◆ Written instruction
All the records that follow need to be reproduced exactly. Omit the images.

---------- Task material

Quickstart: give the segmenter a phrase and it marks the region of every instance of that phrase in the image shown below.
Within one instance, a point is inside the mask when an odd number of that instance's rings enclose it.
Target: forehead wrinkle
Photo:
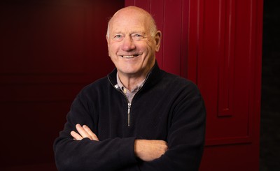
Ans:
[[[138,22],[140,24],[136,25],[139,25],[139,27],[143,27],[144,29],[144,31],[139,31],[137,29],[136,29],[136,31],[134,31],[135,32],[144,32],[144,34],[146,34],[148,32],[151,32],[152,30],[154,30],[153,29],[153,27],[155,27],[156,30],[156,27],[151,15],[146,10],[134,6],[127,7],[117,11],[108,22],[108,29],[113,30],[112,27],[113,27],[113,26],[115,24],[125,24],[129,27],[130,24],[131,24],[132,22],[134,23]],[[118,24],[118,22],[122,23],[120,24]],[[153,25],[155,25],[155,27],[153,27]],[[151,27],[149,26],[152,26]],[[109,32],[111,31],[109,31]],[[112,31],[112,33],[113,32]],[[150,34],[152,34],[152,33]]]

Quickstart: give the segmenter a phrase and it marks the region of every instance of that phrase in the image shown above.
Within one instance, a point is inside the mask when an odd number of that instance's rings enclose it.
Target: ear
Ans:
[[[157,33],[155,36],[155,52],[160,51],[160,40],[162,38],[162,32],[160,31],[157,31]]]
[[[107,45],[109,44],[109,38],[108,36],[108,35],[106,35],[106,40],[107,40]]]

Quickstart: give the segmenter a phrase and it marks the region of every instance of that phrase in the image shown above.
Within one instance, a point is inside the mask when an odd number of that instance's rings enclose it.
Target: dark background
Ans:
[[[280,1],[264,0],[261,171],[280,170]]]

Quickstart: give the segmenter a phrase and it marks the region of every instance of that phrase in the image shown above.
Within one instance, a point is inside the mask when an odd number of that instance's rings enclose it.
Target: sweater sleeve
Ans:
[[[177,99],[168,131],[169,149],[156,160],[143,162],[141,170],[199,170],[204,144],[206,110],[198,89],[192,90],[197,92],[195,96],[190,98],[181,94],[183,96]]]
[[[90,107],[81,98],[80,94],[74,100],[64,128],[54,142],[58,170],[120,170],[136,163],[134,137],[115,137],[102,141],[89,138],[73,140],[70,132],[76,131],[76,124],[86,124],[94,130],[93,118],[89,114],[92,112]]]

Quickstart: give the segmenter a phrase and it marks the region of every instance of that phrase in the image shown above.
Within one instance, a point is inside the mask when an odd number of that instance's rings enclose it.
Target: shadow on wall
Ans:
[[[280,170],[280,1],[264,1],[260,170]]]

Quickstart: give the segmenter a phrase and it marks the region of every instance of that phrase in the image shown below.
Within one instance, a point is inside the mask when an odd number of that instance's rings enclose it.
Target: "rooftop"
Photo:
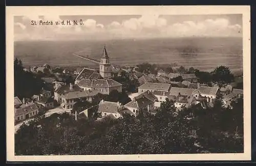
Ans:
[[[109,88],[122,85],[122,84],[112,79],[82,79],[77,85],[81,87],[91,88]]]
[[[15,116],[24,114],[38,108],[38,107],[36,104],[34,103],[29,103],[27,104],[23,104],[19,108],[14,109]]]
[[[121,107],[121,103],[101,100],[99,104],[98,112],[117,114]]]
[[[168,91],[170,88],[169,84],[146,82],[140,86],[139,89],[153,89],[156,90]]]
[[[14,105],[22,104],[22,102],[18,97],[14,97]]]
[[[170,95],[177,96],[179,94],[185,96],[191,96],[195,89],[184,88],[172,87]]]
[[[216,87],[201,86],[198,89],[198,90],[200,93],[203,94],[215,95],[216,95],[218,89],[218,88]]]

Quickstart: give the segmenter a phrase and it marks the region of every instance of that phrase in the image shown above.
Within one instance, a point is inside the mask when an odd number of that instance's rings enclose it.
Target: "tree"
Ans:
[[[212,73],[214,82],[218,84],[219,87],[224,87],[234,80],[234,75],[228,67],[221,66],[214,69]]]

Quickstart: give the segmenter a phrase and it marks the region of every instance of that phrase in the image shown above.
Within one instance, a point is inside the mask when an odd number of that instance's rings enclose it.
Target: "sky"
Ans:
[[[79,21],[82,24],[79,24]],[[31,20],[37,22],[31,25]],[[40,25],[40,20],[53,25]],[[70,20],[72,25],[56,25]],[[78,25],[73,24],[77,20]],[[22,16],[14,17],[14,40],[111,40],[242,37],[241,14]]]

--------------------

◆ Exercise response
Quickstart: give the segmenter a phrase and it marks the region of every instance of that phrase in the image shown below.
Within one instance, a point is inside the mask when an odd number of that instance's rings enclose it.
Target: forehead wrinkle
Photo:
Ans:
[[[138,22],[140,24],[136,25],[139,25],[139,27],[143,27],[144,29],[144,31],[139,31],[137,29],[136,29],[136,31],[134,31],[135,32],[144,32],[144,34],[146,34],[148,32],[151,32],[152,30],[154,30],[153,29],[153,27],[155,27],[156,30],[156,27],[151,15],[146,10],[134,6],[127,7],[117,11],[108,22],[108,29],[113,30],[112,27],[113,27],[113,26],[115,24],[125,24],[129,27],[130,24],[131,24],[132,22],[134,23]],[[118,24],[118,22],[122,23],[120,24]],[[153,25],[155,25],[155,27],[153,27]],[[151,27],[149,26],[152,26]],[[109,32],[111,31],[109,31]],[[112,31],[112,33],[113,32]],[[150,34],[152,34],[152,33]]]

Quickstart: give the segmenter a phrase and it marks the region of every instance of that phrase in the image shown above.
Within one instance, a point is inside the mask when an odd number of that instance's rings enclose it.
Target: ear
Ans:
[[[157,33],[155,36],[155,52],[160,51],[160,40],[162,38],[162,32],[160,31],[157,31]]]
[[[107,45],[109,44],[109,38],[108,36],[108,35],[106,35],[106,40],[107,40]]]

Quickstart: give the segmenter a phrase and it marks the region of every instance of that phrase in the image shown above.
Within one instance, a point is inside the mask when an odd number of that instance's rings enclose it.
Target: dark background
Ans:
[[[280,1],[264,0],[261,171],[280,170]]]

Quickstart: give the segmenter a phrase and it marks the region of every instance of that phrase in the image shown above.
Within one instance, a point is inside the mask when an odd number of that instance's rings enclose it.
Target: sweater sleeve
Ans:
[[[177,99],[168,131],[169,149],[156,160],[143,162],[141,170],[199,170],[204,144],[206,110],[198,89],[192,90],[197,92],[195,96],[190,98],[181,94],[183,96]]]
[[[90,107],[81,98],[80,94],[74,100],[64,128],[54,142],[58,170],[120,170],[136,163],[134,137],[115,137],[102,141],[89,138],[73,140],[70,132],[76,131],[76,124],[86,124],[94,130],[93,118],[89,114],[92,112]]]

Quickstart: give the segmenter a phrase and it marks the region of every instance of that phrase in the image shown above.
Within one instance, a point is inside the mask when an odd number of that instance's rings enclose it.
Target: shadow on wall
Ans:
[[[280,170],[280,1],[264,1],[260,170]]]

Quickstart: give the segmenter a phrase and it marks the region of every instance of that phrase in the image shown below.
Within one instance, a point is inside the mask when an odd number of that instance's rings enclose it.
Target: "rooftop"
Photo:
Ans:
[[[109,88],[122,85],[122,84],[112,79],[82,79],[77,85],[81,87],[91,88]]]
[[[15,116],[24,114],[38,108],[38,107],[36,104],[34,103],[29,103],[27,104],[23,104],[19,108],[14,109]]]
[[[121,107],[121,103],[101,100],[99,104],[98,112],[117,114]]]
[[[168,91],[170,88],[169,84],[146,82],[140,86],[139,89],[153,89],[156,90]]]
[[[14,105],[22,104],[22,102],[18,97],[14,97]]]
[[[170,95],[177,96],[179,94],[185,96],[191,96],[195,89],[184,88],[172,87]]]
[[[216,87],[201,86],[198,89],[198,90],[200,93],[203,94],[215,95],[216,95],[218,89],[218,88]]]

Quickstart: give the segmenter a phrase and it marks the region of every instance of that phrase in the image shown above.
Within one instance, a point is inside the mask when an odd number of that instance's rings enclose it.
Target: "tree"
Ans:
[[[212,73],[214,82],[218,84],[219,87],[224,87],[234,80],[234,75],[228,67],[221,66],[214,69]]]

Quickstart: give the segmenter a phrase and it marks the region of every instance of that phrase in the image shown above.
Within one instance, a point is inside the mask when an odd number of that instance's rings enclose it.
Target: "sky"
Ans:
[[[79,21],[82,24],[79,24]],[[31,20],[37,22],[31,25]],[[40,25],[40,20],[53,25]],[[70,20],[72,25],[56,25]],[[78,25],[73,24],[77,20]],[[22,16],[14,17],[14,40],[111,40],[242,37],[241,14]]]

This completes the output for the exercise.